- _Coordinate annotation rows_

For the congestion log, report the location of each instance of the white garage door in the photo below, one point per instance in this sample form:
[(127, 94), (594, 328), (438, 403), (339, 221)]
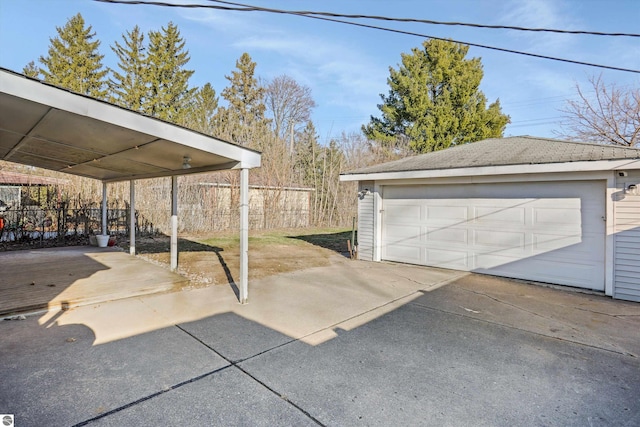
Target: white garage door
[(550, 232)]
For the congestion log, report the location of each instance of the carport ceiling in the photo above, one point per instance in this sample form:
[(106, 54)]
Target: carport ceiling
[(48, 127)]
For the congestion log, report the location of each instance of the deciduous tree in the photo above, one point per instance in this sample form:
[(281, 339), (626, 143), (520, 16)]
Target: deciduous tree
[(289, 103), (434, 101), (610, 116)]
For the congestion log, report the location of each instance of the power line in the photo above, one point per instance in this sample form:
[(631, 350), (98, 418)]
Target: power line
[(249, 8), (252, 8)]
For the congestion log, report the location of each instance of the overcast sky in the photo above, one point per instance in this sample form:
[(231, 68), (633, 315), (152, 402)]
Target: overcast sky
[(346, 66)]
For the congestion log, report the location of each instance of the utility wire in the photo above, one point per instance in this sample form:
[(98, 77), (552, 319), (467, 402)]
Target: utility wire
[(253, 8), (249, 8)]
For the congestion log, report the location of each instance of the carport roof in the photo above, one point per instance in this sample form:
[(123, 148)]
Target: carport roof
[(48, 127), (517, 150)]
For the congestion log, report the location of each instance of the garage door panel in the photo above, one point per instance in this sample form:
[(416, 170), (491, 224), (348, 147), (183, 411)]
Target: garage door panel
[(447, 235), (403, 234), (402, 213), (499, 239), (457, 260), (446, 213), (497, 215), (404, 253), (549, 232), (552, 242), (571, 217), (545, 270)]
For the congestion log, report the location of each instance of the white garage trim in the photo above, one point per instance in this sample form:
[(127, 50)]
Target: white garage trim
[(528, 230)]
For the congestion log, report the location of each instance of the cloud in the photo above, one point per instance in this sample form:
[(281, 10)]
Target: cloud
[(540, 14)]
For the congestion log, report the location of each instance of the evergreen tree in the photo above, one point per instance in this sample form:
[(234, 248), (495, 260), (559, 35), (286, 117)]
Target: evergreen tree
[(31, 70), (168, 81), (434, 101), (73, 60), (243, 120), (202, 111), (129, 88)]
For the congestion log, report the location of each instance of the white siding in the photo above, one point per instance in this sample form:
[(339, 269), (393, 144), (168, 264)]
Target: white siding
[(366, 225), (627, 239)]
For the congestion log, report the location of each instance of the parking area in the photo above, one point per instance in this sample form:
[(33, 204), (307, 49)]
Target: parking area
[(354, 343)]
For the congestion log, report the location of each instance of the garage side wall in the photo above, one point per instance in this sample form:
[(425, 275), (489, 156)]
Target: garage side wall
[(366, 222), (627, 237)]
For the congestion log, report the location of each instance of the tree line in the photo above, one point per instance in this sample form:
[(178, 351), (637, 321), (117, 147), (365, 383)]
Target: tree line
[(434, 102)]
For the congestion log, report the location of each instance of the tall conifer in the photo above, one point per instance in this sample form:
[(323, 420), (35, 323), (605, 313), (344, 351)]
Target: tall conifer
[(169, 92), (73, 60), (129, 88)]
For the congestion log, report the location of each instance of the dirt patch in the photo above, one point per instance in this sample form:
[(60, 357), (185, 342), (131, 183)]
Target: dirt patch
[(208, 260)]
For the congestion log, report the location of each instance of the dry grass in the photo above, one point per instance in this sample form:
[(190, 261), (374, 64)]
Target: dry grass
[(214, 260)]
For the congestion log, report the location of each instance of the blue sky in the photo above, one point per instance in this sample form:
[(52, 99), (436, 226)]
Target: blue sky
[(346, 67)]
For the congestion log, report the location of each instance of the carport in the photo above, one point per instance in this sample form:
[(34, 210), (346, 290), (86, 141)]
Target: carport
[(48, 127)]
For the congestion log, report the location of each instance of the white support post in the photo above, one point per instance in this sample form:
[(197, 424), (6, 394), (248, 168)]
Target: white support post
[(244, 235), (132, 217), (174, 223), (104, 208)]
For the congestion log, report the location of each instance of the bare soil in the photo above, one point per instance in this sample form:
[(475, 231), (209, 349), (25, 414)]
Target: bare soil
[(214, 260)]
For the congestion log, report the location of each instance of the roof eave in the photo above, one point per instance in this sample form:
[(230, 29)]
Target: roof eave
[(587, 166)]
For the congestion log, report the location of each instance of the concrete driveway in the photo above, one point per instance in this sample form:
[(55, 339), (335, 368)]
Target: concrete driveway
[(355, 343)]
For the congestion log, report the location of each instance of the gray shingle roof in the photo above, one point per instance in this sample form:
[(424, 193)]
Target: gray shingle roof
[(516, 150)]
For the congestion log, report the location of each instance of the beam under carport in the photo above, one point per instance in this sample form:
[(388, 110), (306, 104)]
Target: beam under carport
[(53, 128)]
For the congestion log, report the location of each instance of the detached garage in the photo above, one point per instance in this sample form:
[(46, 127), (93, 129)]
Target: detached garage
[(536, 209)]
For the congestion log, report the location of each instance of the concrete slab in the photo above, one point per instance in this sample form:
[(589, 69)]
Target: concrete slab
[(226, 398), (55, 375), (355, 343), (55, 278), (419, 366)]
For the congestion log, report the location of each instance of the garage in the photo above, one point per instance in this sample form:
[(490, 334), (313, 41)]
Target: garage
[(546, 233), (536, 209)]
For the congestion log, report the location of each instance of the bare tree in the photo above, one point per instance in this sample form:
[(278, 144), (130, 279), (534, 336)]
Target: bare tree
[(610, 116), (289, 102)]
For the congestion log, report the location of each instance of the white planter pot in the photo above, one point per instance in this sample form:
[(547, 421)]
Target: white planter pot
[(103, 240)]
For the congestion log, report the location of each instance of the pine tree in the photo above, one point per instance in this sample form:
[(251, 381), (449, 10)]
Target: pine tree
[(169, 93), (434, 101), (31, 70), (243, 120), (202, 111), (73, 60), (129, 88)]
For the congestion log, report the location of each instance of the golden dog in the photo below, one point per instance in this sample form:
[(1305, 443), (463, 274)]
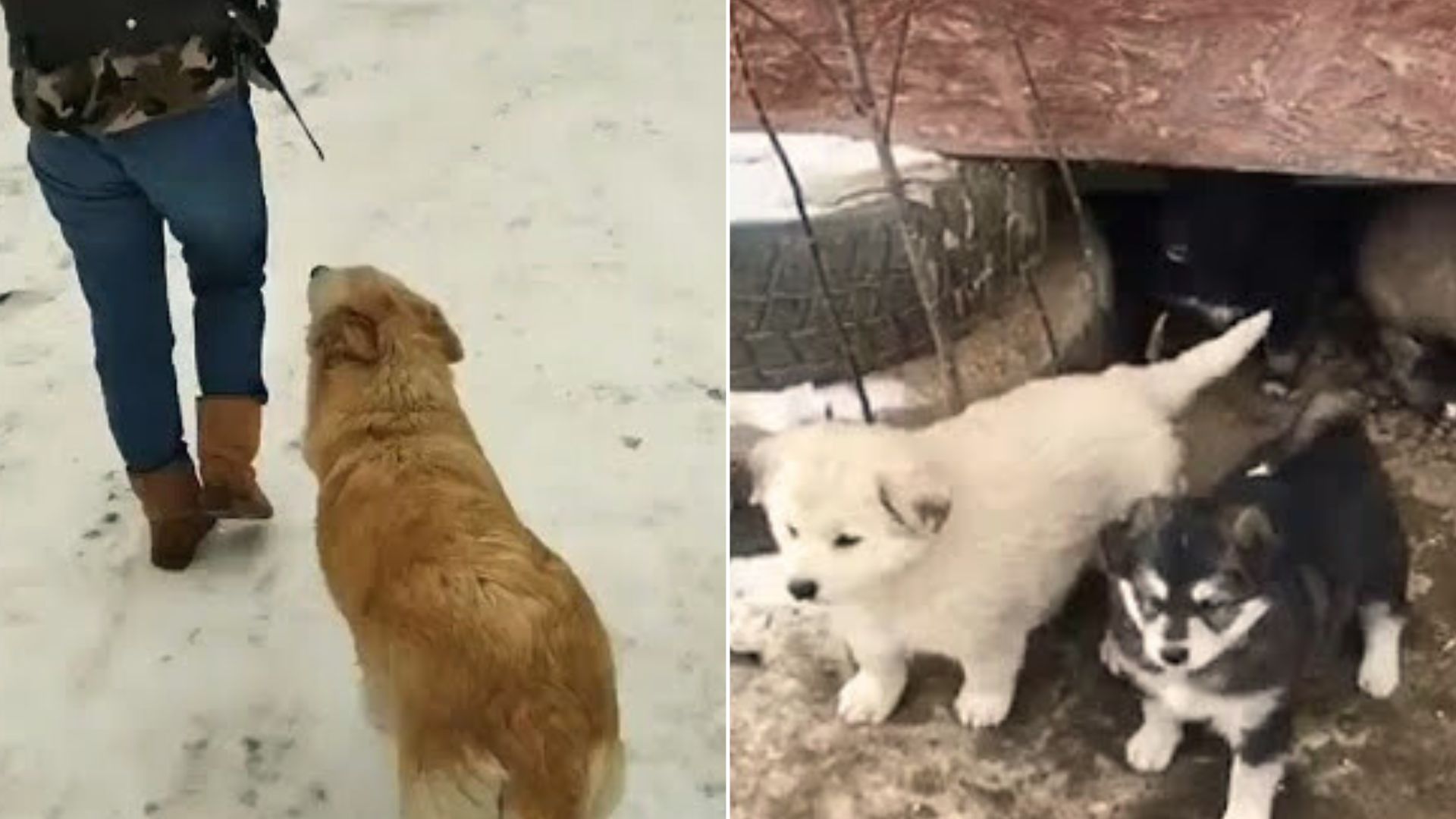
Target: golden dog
[(479, 649)]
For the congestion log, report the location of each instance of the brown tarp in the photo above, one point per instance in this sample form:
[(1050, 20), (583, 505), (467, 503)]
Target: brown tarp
[(1359, 88)]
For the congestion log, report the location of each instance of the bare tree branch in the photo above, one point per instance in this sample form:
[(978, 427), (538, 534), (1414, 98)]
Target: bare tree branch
[(1015, 260), (894, 72), (1063, 169), (922, 268), (816, 254), (799, 41)]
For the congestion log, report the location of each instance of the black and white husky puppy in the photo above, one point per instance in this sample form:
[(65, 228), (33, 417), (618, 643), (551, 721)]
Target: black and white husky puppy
[(1220, 602)]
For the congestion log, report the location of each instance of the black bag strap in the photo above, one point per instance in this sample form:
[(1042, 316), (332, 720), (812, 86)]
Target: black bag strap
[(255, 47)]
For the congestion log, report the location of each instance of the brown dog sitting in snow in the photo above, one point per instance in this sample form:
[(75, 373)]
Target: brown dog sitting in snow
[(479, 649)]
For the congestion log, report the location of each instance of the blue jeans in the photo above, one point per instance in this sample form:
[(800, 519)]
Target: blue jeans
[(200, 174)]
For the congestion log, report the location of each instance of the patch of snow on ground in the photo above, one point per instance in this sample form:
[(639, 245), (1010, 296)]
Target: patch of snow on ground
[(833, 171), (551, 174)]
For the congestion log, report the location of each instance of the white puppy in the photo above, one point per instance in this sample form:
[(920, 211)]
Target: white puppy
[(963, 537)]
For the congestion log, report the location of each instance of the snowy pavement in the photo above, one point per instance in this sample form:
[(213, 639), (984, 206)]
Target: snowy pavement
[(552, 174)]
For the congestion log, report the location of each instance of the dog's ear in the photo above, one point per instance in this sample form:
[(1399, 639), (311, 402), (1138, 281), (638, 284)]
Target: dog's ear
[(1251, 539), (916, 499), (441, 331), (346, 335)]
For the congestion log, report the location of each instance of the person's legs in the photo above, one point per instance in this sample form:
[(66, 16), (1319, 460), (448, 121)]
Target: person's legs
[(115, 237), (202, 174)]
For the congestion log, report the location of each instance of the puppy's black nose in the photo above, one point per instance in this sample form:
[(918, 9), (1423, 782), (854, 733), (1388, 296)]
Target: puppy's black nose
[(802, 589), (1174, 654)]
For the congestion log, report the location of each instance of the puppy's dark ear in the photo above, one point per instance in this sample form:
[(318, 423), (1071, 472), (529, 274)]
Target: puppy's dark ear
[(1251, 538), (438, 328), (346, 335), (916, 499)]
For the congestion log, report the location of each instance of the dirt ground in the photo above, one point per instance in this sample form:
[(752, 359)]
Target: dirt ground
[(1060, 754)]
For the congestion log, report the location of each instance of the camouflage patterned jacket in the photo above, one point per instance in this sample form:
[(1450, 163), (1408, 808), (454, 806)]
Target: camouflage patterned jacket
[(159, 58)]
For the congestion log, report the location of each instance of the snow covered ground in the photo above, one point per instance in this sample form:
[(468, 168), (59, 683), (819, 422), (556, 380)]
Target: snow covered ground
[(552, 172)]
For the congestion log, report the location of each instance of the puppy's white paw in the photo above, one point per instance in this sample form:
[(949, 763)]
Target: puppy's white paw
[(1152, 748), (865, 700), (1379, 673), (981, 710)]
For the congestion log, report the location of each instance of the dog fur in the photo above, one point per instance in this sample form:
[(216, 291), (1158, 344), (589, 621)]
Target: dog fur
[(963, 537), (1222, 604), (479, 649)]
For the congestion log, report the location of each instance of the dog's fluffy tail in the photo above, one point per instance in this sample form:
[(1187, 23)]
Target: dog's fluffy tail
[(1171, 385), (468, 789), (606, 780)]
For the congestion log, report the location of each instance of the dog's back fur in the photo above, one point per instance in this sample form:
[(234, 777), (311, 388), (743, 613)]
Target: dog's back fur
[(479, 648)]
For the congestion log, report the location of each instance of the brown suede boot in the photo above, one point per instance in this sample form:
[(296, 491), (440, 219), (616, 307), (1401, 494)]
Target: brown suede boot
[(228, 436), (171, 500)]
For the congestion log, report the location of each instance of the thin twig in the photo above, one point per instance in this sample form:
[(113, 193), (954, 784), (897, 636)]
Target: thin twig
[(921, 267), (1014, 260), (1065, 169), (894, 72), (799, 41), (846, 346)]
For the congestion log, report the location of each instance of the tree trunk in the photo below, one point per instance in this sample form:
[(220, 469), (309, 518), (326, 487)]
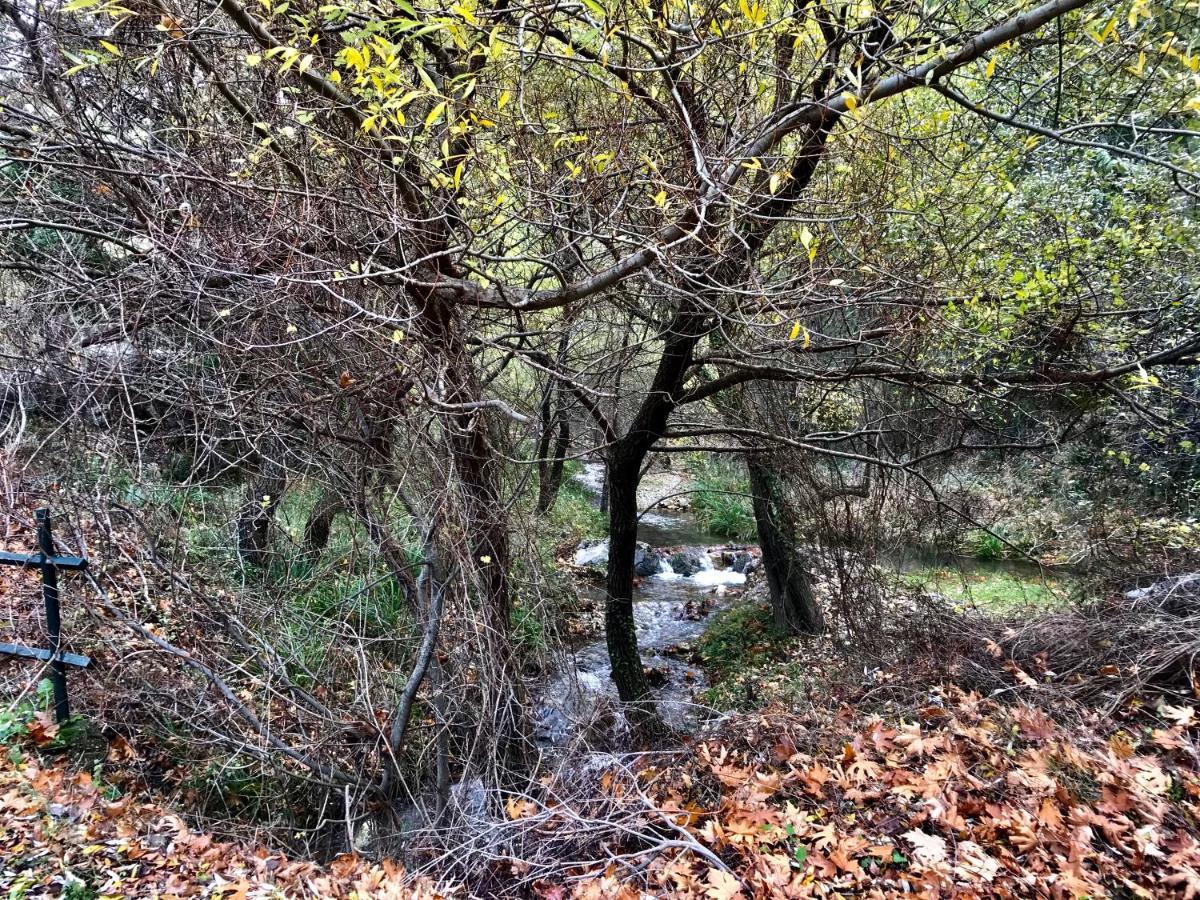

- _What you should do_
Rewrite the rows from the line with "the brown suede" through the end of the rows, replacing "congestion log" with "traffic survey" and leaving everything else unchanged. Leave the pictures out of your answer.

- _Task response_
For the traffic survey, report the location of each instance of the brown suede boot in the photo above, one point per instance in this sample form:
[(296, 491), (440, 219), (616, 307), (1401, 494)]
Target: brown suede boot
[(228, 436), (171, 500)]
For the traffic survey, report the location of each instance of the thin twig in the photo above, one point per instance in this sample form:
[(113, 193), (954, 784), (897, 636)]
Target: thin twig
[(921, 267), (1014, 260), (1065, 169), (894, 72), (799, 41), (846, 346)]
For the traffic survey, report the location of each instance of the tree trunk in the photo below, one point per instance in this sample form:
[(220, 469), (309, 518), (326, 487)]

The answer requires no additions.